* BEGIN *

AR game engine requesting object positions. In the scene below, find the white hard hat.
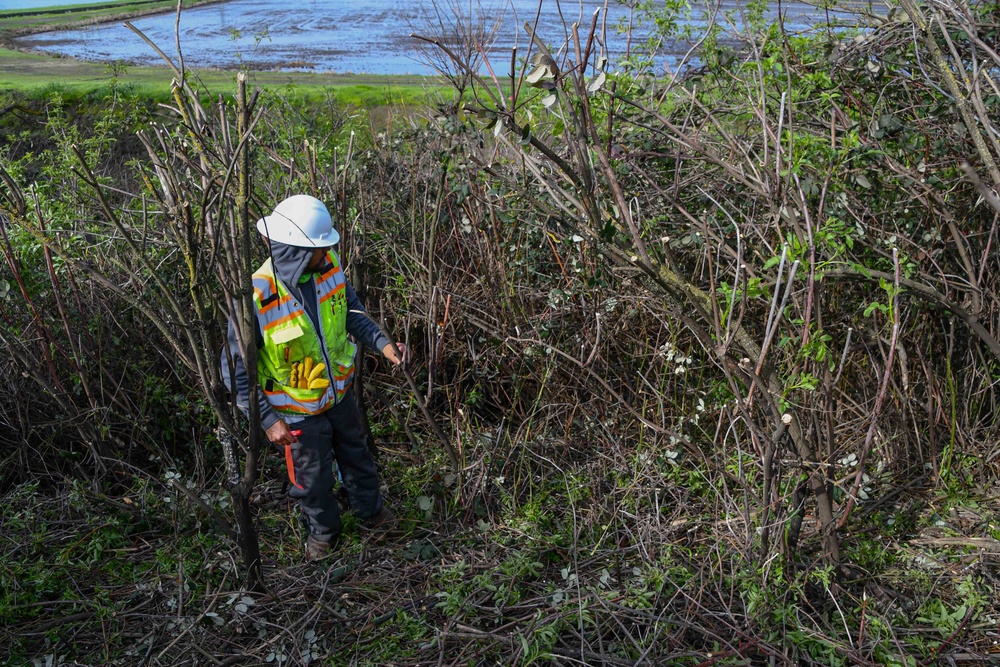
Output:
[257,195,340,248]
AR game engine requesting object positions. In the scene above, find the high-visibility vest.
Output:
[253,250,356,415]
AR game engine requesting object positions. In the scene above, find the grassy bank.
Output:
[0,0,446,107]
[0,48,446,107]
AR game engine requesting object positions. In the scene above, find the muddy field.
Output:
[18,0,860,74]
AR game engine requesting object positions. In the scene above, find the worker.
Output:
[222,195,405,561]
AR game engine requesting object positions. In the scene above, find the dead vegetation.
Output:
[0,3,1000,666]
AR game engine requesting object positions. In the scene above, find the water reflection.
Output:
[15,0,856,74]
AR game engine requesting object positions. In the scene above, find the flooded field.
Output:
[13,0,860,74]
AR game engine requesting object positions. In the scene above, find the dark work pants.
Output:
[288,388,382,542]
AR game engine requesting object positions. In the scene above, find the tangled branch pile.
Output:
[0,0,1000,665]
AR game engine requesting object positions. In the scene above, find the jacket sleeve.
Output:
[346,283,389,352]
[220,320,281,431]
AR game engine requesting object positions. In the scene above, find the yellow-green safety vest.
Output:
[253,250,356,416]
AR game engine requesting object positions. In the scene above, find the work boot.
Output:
[361,504,396,531]
[306,535,330,563]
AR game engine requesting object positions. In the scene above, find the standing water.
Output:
[11,0,856,74]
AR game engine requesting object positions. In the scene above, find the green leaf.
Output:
[520,125,531,146]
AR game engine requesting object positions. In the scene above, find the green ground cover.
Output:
[0,0,446,108]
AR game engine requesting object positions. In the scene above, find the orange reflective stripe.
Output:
[319,283,346,303]
[285,445,306,491]
[264,308,305,331]
[253,273,278,294]
[257,292,292,315]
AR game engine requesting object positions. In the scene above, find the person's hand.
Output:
[267,419,298,447]
[382,343,406,366]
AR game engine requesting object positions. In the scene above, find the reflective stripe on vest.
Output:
[253,251,356,415]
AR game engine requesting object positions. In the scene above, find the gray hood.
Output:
[271,241,316,289]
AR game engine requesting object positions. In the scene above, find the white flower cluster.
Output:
[656,342,694,375]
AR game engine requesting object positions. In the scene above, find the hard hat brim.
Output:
[257,215,340,248]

* END *

Rewrite the lines starting with the line with "white flower cluster." and going on through the final line, swapping "scene" for "frame" and leaving everything else the same.

AR game engine requesting object positions. In the frame above, find the white flower cluster.
Output:
[656,342,694,375]
AR game engine requesting object positions. In the frame above, find the hard hat brim.
Output:
[257,215,340,248]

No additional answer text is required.